(Dataset entries)
----------------------------------------

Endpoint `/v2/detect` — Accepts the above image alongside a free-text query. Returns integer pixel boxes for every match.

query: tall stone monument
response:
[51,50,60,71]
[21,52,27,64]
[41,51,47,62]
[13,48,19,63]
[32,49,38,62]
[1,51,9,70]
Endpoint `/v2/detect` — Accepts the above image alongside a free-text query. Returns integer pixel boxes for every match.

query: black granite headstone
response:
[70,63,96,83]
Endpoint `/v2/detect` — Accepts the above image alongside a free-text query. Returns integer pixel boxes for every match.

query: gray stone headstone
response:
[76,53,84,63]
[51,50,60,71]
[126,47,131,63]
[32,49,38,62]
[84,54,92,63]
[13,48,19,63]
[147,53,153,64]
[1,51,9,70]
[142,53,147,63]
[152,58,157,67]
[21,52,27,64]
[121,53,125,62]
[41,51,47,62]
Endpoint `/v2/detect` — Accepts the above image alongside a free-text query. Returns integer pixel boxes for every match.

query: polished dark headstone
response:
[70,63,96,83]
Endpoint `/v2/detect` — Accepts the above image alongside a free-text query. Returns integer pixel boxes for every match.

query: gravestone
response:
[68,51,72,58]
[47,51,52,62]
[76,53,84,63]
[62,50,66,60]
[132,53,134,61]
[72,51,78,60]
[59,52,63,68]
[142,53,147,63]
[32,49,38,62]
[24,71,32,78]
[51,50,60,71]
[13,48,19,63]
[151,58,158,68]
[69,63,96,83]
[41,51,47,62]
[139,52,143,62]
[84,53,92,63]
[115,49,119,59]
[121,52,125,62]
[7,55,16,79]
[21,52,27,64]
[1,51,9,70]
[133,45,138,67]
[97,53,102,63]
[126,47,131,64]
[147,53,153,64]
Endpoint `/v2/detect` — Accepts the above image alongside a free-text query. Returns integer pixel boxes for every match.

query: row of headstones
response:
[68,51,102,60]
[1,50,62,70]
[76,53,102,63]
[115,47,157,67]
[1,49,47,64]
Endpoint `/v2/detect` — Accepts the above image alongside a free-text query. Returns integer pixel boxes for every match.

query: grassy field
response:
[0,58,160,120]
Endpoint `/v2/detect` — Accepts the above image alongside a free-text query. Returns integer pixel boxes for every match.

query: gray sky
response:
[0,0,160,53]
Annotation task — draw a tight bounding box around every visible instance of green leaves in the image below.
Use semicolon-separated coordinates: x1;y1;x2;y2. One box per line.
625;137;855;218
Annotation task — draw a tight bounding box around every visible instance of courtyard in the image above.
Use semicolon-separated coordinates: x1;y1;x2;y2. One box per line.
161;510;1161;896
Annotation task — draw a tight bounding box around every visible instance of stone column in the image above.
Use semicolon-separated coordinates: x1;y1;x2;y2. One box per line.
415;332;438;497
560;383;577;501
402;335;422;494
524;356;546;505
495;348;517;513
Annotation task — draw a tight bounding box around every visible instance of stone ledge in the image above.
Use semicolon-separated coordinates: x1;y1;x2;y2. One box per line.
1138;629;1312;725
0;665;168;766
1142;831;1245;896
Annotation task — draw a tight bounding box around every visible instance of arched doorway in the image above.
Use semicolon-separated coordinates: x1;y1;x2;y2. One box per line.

----------------------------------------

INSTRUCTIONS FOR THE TASK — Pull out every line of the dataset entries above that contains the string "instance".

RESPONSE TO THIS EXERCISE —
Annotation task — draw a tight bounding box around every visible instance of green leaves in the image below.
Annotation task — draw a tight bounding box around every visible instance of courtyard in the image above.
Annotation task — draw a tight bounding box around every visible instance of stone column in the image above.
Annotation task — draw a tight bounding box around every visible instance of stone ledge in the image above.
Annotation task — draw a tight bounding box around every visible instance of arched doorway in the image above.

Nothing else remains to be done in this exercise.